What the task requires = Edit the listing below so that every "top-left corner" reads "upper-left corner", leaving everything else unchanged.

Provided entries =
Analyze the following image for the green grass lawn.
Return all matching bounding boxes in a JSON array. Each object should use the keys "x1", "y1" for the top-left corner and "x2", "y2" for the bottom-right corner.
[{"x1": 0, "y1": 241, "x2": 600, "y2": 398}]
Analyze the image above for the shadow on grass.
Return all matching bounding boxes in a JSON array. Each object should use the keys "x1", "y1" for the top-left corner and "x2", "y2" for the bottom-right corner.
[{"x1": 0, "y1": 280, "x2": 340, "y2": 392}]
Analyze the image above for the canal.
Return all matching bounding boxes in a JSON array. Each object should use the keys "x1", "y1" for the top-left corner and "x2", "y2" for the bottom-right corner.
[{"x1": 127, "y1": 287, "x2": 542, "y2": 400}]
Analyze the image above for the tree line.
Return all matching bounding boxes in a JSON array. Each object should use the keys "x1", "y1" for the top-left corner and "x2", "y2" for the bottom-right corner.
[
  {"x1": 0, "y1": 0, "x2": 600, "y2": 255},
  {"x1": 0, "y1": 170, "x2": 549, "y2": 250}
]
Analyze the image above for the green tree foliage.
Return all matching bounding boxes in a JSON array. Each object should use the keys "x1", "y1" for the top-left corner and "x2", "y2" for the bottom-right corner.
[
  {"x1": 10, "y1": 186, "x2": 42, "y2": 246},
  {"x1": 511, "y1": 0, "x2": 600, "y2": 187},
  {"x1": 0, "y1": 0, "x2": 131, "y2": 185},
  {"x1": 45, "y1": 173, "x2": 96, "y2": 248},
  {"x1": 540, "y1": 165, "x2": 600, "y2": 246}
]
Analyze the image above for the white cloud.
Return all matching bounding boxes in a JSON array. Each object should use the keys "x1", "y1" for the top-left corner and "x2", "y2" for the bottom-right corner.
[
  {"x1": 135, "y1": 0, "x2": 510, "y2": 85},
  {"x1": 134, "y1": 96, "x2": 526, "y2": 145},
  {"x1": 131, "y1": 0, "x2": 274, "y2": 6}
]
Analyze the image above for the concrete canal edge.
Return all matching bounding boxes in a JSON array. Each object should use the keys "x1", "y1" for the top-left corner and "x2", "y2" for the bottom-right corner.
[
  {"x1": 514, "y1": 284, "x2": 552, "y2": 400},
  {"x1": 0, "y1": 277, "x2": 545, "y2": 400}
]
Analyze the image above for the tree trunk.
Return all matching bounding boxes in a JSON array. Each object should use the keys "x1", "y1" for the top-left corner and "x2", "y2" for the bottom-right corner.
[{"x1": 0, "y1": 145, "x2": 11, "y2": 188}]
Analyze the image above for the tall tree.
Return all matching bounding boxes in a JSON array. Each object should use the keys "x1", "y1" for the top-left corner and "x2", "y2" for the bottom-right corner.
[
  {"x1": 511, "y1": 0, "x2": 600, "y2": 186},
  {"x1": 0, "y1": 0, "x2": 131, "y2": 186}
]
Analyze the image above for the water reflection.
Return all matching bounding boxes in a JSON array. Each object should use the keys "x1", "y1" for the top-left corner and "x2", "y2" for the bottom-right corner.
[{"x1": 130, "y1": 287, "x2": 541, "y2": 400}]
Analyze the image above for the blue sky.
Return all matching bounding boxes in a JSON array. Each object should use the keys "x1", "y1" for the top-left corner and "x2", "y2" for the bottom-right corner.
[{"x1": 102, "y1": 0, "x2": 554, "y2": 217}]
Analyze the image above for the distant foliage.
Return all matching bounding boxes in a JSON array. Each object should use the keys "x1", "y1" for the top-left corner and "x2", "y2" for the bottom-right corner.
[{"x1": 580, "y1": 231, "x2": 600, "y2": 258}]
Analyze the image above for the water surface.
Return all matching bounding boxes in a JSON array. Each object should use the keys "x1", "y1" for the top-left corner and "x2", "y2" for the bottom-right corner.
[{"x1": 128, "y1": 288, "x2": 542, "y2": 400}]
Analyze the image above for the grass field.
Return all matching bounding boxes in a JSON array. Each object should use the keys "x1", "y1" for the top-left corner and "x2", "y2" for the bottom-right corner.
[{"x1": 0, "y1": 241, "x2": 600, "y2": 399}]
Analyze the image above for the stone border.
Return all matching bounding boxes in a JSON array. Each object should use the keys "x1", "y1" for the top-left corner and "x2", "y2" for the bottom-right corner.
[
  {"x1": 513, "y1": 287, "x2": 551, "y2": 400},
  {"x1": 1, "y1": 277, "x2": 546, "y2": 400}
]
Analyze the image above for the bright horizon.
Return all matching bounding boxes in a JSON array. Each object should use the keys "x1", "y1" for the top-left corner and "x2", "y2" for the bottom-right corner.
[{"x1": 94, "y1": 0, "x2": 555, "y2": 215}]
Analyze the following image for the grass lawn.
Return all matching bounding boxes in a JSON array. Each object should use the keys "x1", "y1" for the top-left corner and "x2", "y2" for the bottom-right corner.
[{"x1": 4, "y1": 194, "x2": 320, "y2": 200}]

Answer to the task =
Analyze the following image for the green grass lawn.
Return all matching bounding boxes in a JSON array. Each object should use the keys "x1", "y1" for the upper-left corner and "x2", "y2" for the bottom-right corner.
[{"x1": 0, "y1": 241, "x2": 600, "y2": 398}]
Analyze the image above for the shadow on grass.
Return all matching bounding boxes in a JSON array. Each object should use the keys "x1", "y1" for the upper-left corner and "x2", "y2" for the bottom-right corner.
[{"x1": 0, "y1": 280, "x2": 340, "y2": 392}]
Analyze the image above for the canal.
Return all matching bounding boxes in a JSON array. Each object should use the keys "x1", "y1" for the upper-left corner and "x2", "y2" for the bottom-right corner.
[{"x1": 127, "y1": 287, "x2": 542, "y2": 400}]
Analyze the image above for the tree line.
Return all matching bounding boxes in a JSON array. Each object should use the keys "x1", "y1" for the upper-left corner and "x2", "y2" for the bottom-right corner.
[
  {"x1": 0, "y1": 0, "x2": 600, "y2": 255},
  {"x1": 0, "y1": 170, "x2": 549, "y2": 250}
]
Analyze the image above for the green tree foliage.
Return all matching bounding boxes in a JSON array. Each object should use the keys "x1", "y1" for the upper-left corner and "x2", "y2" for the bottom-right corner.
[
  {"x1": 10, "y1": 186, "x2": 42, "y2": 246},
  {"x1": 511, "y1": 0, "x2": 600, "y2": 187},
  {"x1": 0, "y1": 0, "x2": 131, "y2": 185},
  {"x1": 45, "y1": 173, "x2": 96, "y2": 248},
  {"x1": 540, "y1": 165, "x2": 600, "y2": 246}
]
Analyze the image above for the white cloud.
Return all matching bounding boxes in a JSON array. Each object should use the keys "x1", "y1" for the upper-left corner and "x2", "y2" for the bottom-right corner.
[
  {"x1": 135, "y1": 0, "x2": 510, "y2": 85},
  {"x1": 134, "y1": 96, "x2": 526, "y2": 145},
  {"x1": 131, "y1": 0, "x2": 274, "y2": 6}
]
Analyze the image above for the concrete canal edge.
Return all matching bounding boxes in a JSON array. Each object should use the keys "x1", "y1" for the upper-left corner and "x2", "y2" for the bottom-right corner.
[
  {"x1": 514, "y1": 284, "x2": 552, "y2": 400},
  {"x1": 0, "y1": 277, "x2": 545, "y2": 400}
]
Analyze the image above for the tree trunk.
Return all matching bounding boxes in a JSON array. Each object should use the keys "x1", "y1" for the upper-left corner and "x2", "y2" for the bottom-right corner.
[{"x1": 0, "y1": 145, "x2": 11, "y2": 188}]
Analyze the image above for the tall tree.
Return all matching bounding boxes in a JSON array. Each object should use the keys "x1", "y1" for the upper-left corner and "x2", "y2" for the bottom-right corner.
[
  {"x1": 511, "y1": 0, "x2": 600, "y2": 186},
  {"x1": 0, "y1": 0, "x2": 131, "y2": 186}
]
Analyze the image above for the water reflection.
Return all matching bounding boxes in a JSON array. Each object should use the keys "x1", "y1" for the upper-left corner and "x2", "y2" for the bottom-right corner.
[{"x1": 130, "y1": 287, "x2": 541, "y2": 400}]
Analyze the image above for the blue sky.
Return all matching bounding boxes in a JSON array. Each object should use the keys "x1", "y1" for the upper-left corner and "x2", "y2" for the bottom-right corner.
[{"x1": 102, "y1": 0, "x2": 554, "y2": 217}]
Analyze the image above for the distant foliage.
Return all matching bounding boxes in a JSON array. Each object should use the keys "x1", "y1" for the upper-left corner and "x2", "y2" for the bottom-right corner.
[{"x1": 580, "y1": 231, "x2": 600, "y2": 258}]
Analyze the image above for the water surface.
Return all matching bounding boxes in a JSON array. Each object should use the keys "x1", "y1" for the upper-left corner and "x2", "y2" for the bottom-right corner.
[{"x1": 128, "y1": 288, "x2": 542, "y2": 400}]
Analyze the image above for the grass field.
Return all matching bounding boxes in a JSON array. Each object should use the keys "x1", "y1" for the upper-left corner and "x2", "y2" for the bottom-right corner.
[{"x1": 0, "y1": 241, "x2": 600, "y2": 399}]
Analyze the image above for the stone border.
Return all matching bounding boxes in a JSON array. Each object should use the keys "x1", "y1" for the upper-left corner and "x2", "y2" for the bottom-right corner.
[
  {"x1": 513, "y1": 287, "x2": 551, "y2": 400},
  {"x1": 1, "y1": 277, "x2": 546, "y2": 400}
]
Analyze the image above for the bright horizon.
Return all matching bounding boxes in a JSON array. Each object should use the keys "x1", "y1" for the upper-left corner and "x2", "y2" for the bottom-right corner.
[{"x1": 94, "y1": 0, "x2": 555, "y2": 215}]
Analyze the following image for the grass lawn.
Return all matching bounding boxes in a JSON array. Each object should use the keys "x1", "y1" for the upper-left corner and "x2", "y2" for the bottom-right corner.
[{"x1": 4, "y1": 194, "x2": 320, "y2": 200}]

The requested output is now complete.